EXCERPT

Lifting the payroll cap cancels out the Bush tax cuts. The outcome will "retard the economy and produce less tax revenue than expected," he says. After all, the more something is taxed, the less of it is produced. Should liberals be successful in rescinding those tax cuts, it would be an unparalleled, growth-killing double tax increase. The liberals' Social Security "reform" of choice is nothing more than populist pap that, sold as a "fix," actually sets up the economy for years of negative "returns."


In real numbers, as the Cato Institute and Carriage Oaks Investments calculated it (and as reported by The Wall Street Journal), low-wage workers could double their annual income in a long-term private account (based on investing 10.6 percent of one's paycheck over 45 years). A Social Security benefit of $8,500 a year would be $17,000 annually from a private account. An average wage earner could more than double his annual retirement income in a private account ($15,200 vs. $39,000). A high-wager worker would more than quadruple his annual retirement income in a private account ($22,600 vs. $94,000). Simply put, liberals are lying about Social Security reform. It's a shameless act of self-preservation aimed at perpetuating the Dependent Society. It is a moral bankruptcy that liberals are trusting the general public's ignorance will shield. And thus far, sadly and tragically, the liars are winning.


Then there's the liberals' much ballyhooed plan to allow Medicare to negotiate "lower" prices for the far too large prescription drug entitlement that they want to be even larger. The liberal spiel is that those big, bad, dastardly pharmaceuticals will be forced to stop "gouging" the public and lower their prices if forced to negotiate lower prices for the government's big-block purchasing.

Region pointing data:
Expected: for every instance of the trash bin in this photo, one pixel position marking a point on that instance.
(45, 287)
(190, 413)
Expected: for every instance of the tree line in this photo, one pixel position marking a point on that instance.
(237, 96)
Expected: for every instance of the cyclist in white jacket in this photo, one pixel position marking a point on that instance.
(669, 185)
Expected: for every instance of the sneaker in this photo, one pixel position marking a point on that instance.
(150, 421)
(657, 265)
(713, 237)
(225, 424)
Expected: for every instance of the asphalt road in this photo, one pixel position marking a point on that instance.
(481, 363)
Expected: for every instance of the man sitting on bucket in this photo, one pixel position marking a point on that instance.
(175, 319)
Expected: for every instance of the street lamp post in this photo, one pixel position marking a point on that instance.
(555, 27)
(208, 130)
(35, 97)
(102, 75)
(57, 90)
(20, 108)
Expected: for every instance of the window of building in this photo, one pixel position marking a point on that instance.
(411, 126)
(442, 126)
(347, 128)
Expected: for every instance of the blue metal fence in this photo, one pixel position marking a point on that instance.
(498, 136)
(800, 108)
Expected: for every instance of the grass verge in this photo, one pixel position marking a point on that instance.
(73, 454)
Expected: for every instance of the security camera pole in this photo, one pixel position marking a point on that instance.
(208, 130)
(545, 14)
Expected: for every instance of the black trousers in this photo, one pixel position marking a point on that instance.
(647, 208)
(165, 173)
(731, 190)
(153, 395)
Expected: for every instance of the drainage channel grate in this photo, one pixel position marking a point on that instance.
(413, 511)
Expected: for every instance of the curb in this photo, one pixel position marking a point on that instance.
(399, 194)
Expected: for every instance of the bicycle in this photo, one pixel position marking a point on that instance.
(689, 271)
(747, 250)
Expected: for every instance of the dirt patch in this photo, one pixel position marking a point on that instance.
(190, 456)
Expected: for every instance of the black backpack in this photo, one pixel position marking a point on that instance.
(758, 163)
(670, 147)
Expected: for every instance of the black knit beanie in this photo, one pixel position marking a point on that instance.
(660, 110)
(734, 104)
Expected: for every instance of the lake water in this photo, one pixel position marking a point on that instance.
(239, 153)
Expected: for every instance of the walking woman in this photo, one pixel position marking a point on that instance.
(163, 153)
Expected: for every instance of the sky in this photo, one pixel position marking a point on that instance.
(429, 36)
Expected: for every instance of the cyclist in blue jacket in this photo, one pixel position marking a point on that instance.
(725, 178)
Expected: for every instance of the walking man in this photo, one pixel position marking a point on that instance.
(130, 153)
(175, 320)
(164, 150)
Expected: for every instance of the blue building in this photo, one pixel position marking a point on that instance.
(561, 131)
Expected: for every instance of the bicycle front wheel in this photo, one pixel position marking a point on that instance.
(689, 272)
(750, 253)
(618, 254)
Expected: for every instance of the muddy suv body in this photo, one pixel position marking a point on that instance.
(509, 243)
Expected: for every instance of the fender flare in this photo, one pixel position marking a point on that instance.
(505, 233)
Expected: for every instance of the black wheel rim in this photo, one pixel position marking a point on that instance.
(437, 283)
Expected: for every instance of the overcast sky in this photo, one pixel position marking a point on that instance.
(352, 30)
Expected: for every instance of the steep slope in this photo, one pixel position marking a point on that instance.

WHAT TO WORK ON
1/ In the Social Security reform excerpt, which two organizations calculated the private-account figures?
2/ Write out the part of the Social Security reform excerpt that begins at the words "Then there's the" and ends after the words "government's big-block purchasing.".
The listing has no role in this work.

YOUR RESPONSES
1/ The Cato Institute and Carriage Oaks Investments.

2/
Then there's the liberals' much ballyhooed plan to allow Medicare to negotiate "lower" prices for the far too large prescription drug entitlement that they want to be even larger. The liberal spiel is that those big, bad, dastardly pharmaceuticals will be forced to stop "gouging" the public and lower their prices if forced to negotiate lower prices for the government's big-block purchasing.